### Short problem 1
Answer these questions from the blog excerpt:
(a) What did Dan get when a friend he recommended was hired?
(b) In what region did they know many unemployed and underemployed people?
(c) What press does the writer have an interest in?
### Short problem 2
For each statement, decide whether it agrees with the blog excerpt:
(a) The writer remembers exactly how much each bonus was.
(b) The writer is getting a bonus for pointing out these books.
(c) Dan said the bonuses made him feel guilty.
### Short problem 3
Retype the blog excerpt from "But we got a" to "in the text.".

### Article
#####

But we got a considerable help paying off the debt when we discovered that if he recommended a friend who got hired, he got a bonus (I don’t remember how much.  Maybe $500?)  Well, we knew tons of unemployed and underemployed people in the Carolinas.  And every time Dan got one of these bonuses he would go, “I feel so guilty.  Like I’m selling my friends.”

Of course it doesn’t apply, since I’m not getting a bonus (looks pleadingly at friends, particularly older son) and though I have an interest in Naked Reader Press, it is so far from paying off initial investment this hardly counts.

However, Naked Reader has some books out I would like to make you fine ladies, gents and smiling dragons aware of.  No disparagement on the other Naked Reader books, and you should totally go nuts on their catalogue, but I’m highlighting some, for various reasons which I’ll try to give in the text.

#####

### Stored records
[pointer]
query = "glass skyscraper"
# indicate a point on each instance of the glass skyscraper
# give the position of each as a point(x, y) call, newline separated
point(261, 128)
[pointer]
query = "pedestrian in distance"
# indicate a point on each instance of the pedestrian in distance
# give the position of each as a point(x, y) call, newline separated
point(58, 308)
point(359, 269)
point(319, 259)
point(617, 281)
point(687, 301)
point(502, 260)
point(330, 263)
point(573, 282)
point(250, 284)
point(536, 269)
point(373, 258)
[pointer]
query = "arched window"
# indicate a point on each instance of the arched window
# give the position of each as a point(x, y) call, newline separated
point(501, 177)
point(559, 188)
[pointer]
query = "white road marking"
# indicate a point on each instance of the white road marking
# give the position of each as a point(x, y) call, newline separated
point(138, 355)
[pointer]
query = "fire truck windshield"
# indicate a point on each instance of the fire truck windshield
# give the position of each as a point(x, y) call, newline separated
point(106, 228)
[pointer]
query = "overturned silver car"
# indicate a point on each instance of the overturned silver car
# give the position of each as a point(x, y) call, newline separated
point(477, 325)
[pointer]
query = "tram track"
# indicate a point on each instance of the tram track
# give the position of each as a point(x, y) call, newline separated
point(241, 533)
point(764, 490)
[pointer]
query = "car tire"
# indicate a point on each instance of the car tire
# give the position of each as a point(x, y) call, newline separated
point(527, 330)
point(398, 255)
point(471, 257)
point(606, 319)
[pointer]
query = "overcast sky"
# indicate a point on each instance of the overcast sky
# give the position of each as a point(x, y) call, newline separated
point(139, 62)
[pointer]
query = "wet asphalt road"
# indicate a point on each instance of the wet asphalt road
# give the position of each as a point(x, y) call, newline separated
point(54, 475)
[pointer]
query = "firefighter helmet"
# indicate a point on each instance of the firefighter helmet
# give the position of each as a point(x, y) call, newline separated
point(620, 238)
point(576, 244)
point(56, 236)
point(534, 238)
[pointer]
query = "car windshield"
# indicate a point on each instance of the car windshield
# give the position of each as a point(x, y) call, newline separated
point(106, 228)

#####

### Correct output 1
(a) A bonus.
(b) The Carolinas.
(c) Naked Reader Press.

### Correct output 2
(a) No: "I don’t remember how much."
(b) No: "since I’m not getting a bonus"
(c) Yes: "I feel so guilty."

### Correct output 3
But we got a considerable help paying off the debt when we discovered that if he recommended a friend who got hired, he got a bonus (I don’t remember how much.  Maybe $500?)  Well, we knew tons of unemployed and underemployed people in the Carolinas.  And every time Dan got one of these bonuses he would go, “I feel so guilty.  Like I’m selling my friends.”

Of course it doesn’t apply, since I’m not getting a bonus (looks pleadingly at friends, particularly older son) and though I have an interest in Naked Reader Press, it is so far from paying off initial investment this hardly counts.

However, Naked Reader has some books out I would like to make you fine ladies, gents and smiling dragons aware of.  No disparagement on the other Naked Reader books, and you should totally go nuts on their catalogue, but I’m highlighting some, for various reasons which I’ll try to give in the text.